*WHAT YOU HAVE TO DO*: Please rewrite the items below with every "Indicate" changed to "Mark", leaving all else unchanged.

— start —

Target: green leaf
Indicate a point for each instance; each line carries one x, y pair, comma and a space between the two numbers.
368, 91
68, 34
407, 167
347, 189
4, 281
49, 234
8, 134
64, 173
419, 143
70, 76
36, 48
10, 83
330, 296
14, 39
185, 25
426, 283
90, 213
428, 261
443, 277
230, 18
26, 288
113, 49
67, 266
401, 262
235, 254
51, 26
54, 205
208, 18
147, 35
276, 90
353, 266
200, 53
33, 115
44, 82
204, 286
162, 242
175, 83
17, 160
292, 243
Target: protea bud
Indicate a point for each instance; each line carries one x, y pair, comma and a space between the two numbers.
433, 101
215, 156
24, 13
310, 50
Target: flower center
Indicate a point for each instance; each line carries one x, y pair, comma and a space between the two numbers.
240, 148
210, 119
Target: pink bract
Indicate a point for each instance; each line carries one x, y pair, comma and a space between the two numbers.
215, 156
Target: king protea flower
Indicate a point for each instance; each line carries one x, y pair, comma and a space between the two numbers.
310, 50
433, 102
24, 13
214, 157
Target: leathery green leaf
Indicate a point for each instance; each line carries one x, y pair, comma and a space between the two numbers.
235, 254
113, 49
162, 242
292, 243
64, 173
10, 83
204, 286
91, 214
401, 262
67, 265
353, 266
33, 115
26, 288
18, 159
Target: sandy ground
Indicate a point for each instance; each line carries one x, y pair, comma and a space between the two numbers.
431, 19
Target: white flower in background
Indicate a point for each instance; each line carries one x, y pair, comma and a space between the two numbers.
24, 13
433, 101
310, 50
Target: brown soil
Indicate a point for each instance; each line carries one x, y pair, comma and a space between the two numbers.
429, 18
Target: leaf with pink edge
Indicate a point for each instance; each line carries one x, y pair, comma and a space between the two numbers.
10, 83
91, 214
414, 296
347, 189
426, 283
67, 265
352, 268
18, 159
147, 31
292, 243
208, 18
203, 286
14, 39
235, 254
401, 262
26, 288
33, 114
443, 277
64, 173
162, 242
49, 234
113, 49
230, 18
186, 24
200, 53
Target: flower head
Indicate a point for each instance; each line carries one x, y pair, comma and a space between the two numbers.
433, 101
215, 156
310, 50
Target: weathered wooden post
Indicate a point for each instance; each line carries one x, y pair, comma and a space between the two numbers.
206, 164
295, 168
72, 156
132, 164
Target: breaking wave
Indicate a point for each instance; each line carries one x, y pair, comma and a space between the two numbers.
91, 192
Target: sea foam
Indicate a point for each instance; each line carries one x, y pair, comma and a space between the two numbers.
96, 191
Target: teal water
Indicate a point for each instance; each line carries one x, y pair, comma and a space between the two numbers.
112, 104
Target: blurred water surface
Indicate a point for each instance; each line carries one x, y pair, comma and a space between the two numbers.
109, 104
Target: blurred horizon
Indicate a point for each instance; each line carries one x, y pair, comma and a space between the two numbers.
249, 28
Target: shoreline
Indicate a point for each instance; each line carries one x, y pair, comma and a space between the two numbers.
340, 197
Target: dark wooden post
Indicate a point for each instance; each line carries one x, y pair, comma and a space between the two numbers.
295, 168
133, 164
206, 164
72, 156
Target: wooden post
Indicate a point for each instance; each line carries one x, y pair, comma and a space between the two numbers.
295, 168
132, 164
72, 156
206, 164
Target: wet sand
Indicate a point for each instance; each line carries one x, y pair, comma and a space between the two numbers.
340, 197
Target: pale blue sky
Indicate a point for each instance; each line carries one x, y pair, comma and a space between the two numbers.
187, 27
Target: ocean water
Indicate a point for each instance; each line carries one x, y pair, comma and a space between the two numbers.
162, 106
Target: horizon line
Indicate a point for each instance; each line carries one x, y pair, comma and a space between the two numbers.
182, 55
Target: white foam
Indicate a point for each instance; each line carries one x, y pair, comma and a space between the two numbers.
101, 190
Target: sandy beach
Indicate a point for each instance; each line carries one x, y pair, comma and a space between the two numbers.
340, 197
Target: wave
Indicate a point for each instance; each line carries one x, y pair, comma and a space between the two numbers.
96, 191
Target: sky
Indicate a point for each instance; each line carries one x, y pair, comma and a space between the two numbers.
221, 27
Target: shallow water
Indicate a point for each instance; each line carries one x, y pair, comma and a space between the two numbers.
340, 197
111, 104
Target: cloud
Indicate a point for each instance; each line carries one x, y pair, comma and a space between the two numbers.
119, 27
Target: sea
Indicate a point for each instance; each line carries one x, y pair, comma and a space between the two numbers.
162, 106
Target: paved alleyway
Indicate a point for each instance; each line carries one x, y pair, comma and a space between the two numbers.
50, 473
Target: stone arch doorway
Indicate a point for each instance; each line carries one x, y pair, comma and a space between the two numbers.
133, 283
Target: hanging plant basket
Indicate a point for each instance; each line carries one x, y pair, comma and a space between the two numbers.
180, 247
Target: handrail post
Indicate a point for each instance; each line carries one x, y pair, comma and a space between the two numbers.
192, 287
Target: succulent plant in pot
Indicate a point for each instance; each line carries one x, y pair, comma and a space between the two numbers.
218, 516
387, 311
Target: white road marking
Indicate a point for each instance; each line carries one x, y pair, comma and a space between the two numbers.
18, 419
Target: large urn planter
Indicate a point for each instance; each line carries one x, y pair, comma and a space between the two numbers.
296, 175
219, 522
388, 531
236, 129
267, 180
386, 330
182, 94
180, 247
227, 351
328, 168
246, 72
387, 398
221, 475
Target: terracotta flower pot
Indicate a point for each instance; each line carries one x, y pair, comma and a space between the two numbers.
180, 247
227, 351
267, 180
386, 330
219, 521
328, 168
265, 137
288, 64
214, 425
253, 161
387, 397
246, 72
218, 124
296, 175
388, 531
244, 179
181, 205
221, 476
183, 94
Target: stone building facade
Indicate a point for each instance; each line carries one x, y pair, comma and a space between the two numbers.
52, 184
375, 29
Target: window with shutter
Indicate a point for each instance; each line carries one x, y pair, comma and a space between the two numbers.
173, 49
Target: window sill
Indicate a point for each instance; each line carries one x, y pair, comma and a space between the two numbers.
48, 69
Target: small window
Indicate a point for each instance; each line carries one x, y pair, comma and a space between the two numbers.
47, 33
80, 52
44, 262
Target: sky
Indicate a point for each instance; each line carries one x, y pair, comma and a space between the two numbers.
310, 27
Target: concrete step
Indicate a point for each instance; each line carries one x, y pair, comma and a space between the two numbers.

— end —

*ANSWER BELOW*:
Target: green leaf
Mark a point for each instance; each line carries one x, y pair, comma and a space between the two numbers.
368, 91
68, 34
407, 167
347, 189
4, 281
49, 234
8, 134
64, 173
419, 143
70, 76
36, 48
10, 83
330, 296
14, 39
185, 25
426, 283
90, 213
428, 261
443, 277
230, 18
26, 288
113, 49
67, 266
401, 262
235, 254
51, 26
54, 205
208, 18
147, 35
276, 90
353, 266
200, 53
33, 115
44, 82
204, 286
162, 242
175, 83
17, 160
292, 243
Target: protea bud
Mark a point for each instance; each line carries one x, y pair, comma and a space between the two numbers.
433, 101
215, 156
24, 13
310, 50
Target: flower center
Mark a point for each instance; each line carries one x, y pair, comma and a space between the two numbers.
240, 148
210, 119
Target: pink bract
Mark a point for each instance; each line carries one x, y pair, comma and a space between the two numbers.
215, 156
Target: king protea flower
Mark a point for each instance; each line carries one x, y pair, comma and a space between the two numbers.
310, 50
433, 102
24, 13
214, 157
Target: leathery green leaf
Mark a point for each instance; each line carries one x, y pair, comma and a space between the two numbers.
235, 254
113, 49
162, 242
292, 243
64, 173
10, 83
204, 286
91, 214
401, 262
67, 265
353, 266
33, 115
26, 288
18, 159
Target: sandy ground
Mark a point for each instance; each line carries one x, y pair, comma and a space between the two numbers.
431, 19
Target: white flower in background
Mark a point for each instance; each line carries one x, y pair, comma and a space between the two numbers.
24, 13
433, 101
310, 50
Target: brown soil
Mark a point for each instance; each line carries one x, y pair, comma and a space between the two numbers.
429, 18
Target: leaf with pink edge
Mark a point for each instance; each line carries one x, y pair, comma and a space between the two numbers.
10, 83
91, 214
414, 296
347, 189
426, 283
67, 265
352, 268
18, 159
147, 31
292, 243
208, 18
203, 286
14, 39
235, 254
401, 262
26, 288
33, 114
443, 277
64, 173
162, 242
49, 234
113, 49
230, 18
186, 24
200, 53
Target: flower head
Mark a point for each instance; each line carries one x, y pair, comma and a space between the two numbers.
433, 101
215, 156
310, 50
Target: weathered wooden post
Mark a point for each instance; each line carries one x, y pair, comma and a space between the two numbers.
206, 164
295, 168
72, 156
132, 164
Target: breaking wave
Mark a point for each instance; each line carries one x, y pair, comma and a space between the two numbers.
91, 192
Target: sea foam
Mark a point for each instance; each line carries one x, y pair, comma and a space between the two numbers.
96, 191
Target: teal water
Mark a point for each instance; each line carries one x, y pair, comma and a space between the two numbers.
112, 104
Target: blurred water surface
Mark a point for each instance; each line carries one x, y pair, comma and a space between the two numbers.
109, 104
Target: blurred horizon
Mark a point for each instance; each line carries one x, y pair, comma and a space between the two numbers.
249, 28
Target: shoreline
Mark a point for each instance; each line carries one x, y pair, comma and a space between the two numbers.
340, 197
Target: dark wooden post
Mark a point for each instance; each line carries one x, y pair, comma and a space between the two numbers.
295, 168
133, 164
206, 164
72, 156
Target: wooden post
Mark a point for each instance; each line carries one x, y pair, comma and a space between the two numbers.
295, 168
132, 164
72, 156
206, 164
Target: wet sand
Mark a point for each instance; each line carries one x, y pair, comma and a space between the two numbers.
340, 197
Target: pale blue sky
Mark a point for each instance; each line carries one x, y pair, comma and a space between the two numbers.
187, 27
Target: ocean water
Mark a point for each instance; each line carries one x, y pair, comma and a space between the two numbers.
162, 106
Target: horizon line
Mark a point for each instance; each line carries one x, y pair, comma and a space between the two numbers.
182, 55
Target: white foam
Mark a point for each instance; each line carries one x, y pair, comma and a space between the two numbers.
101, 190
Target: sandy beach
Mark a point for each instance; each line carries one x, y pair, comma and a space between the two numbers.
340, 197
Target: wave
Mark a point for each instance; each line carries one x, y pair, comma and a space between the two numbers.
96, 191
Target: sky
Mark a point for each instance; each line carries one x, y pair, comma and a space between the two numbers.
221, 27
Target: shallow water
Mark a point for each instance; each line carries one x, y pair, comma and a space between the two numbers.
340, 197
111, 104
Target: cloud
Mark a point for each instance; each line carries one x, y pair, comma and a space between the two numbers.
119, 27
Target: sea
Mark a point for each instance; each line carries one x, y pair, comma and a space between the two numbers.
162, 106
Target: paved alleyway
Mark a point for each instance; each line carries one x, y pair, comma and a space between the two numbers.
50, 473
Target: stone arch doorway
Mark a point for each instance; each line carries one x, y pair, comma and a space between the two numbers.
133, 283
Target: hanging plant basket
Mark a point for each instance; each line carries one x, y pair, comma and a space between the two numbers.
180, 247
Target: handrail post
Mark a point for each instance; each line carries one x, y pair, comma and a space between the two numbers.
192, 287
Target: succulent plant in pot
Mark a point for each instance; each line carries one x, y pair, comma and a space between the two numbers.
218, 516
387, 311
Target: white road marking
Mark a point for each instance; each line carries one x, y pair, comma and a space between the two numbers.
18, 419
Target: large urn planter
Mark a point for each instance; each line carries one x, y pair, comma and a space between the two numbers.
296, 175
219, 522
388, 531
236, 129
267, 180
386, 330
182, 94
180, 247
227, 351
328, 168
246, 72
387, 398
221, 475
Target: terracotta flower pot
Mark a point for each instance; each line carries one x, y pair, comma and a space between the two numbers.
180, 247
227, 351
267, 180
386, 330
219, 521
328, 168
265, 137
288, 64
214, 425
253, 161
387, 397
246, 72
218, 124
296, 175
388, 531
244, 179
181, 205
221, 476
183, 94
Target: stone building facade
Mark a point for each instance; each line carries one x, y pair, comma and a space between the two numbers.
52, 184
375, 29
Target: window with shutter
Mark a point for each instance; each line carries one x, y pair, comma and a space between the two numbers.
173, 49
Target: window sill
Mark a point for each instance; each line carries one x, y pair, comma and a space between the two numbers.
48, 69
Target: small window
Mark a point for each instance; each line carries one x, y pair, comma and a space between the two numbers.
47, 33
80, 52
44, 262
Target: sky
Mark a point for each instance; each line carries one x, y pair, comma and a space between the two numbers.
310, 27
Target: concrete step
Mark a point for each instance; each line carries one x, y pair, comma and a space between the two numbers.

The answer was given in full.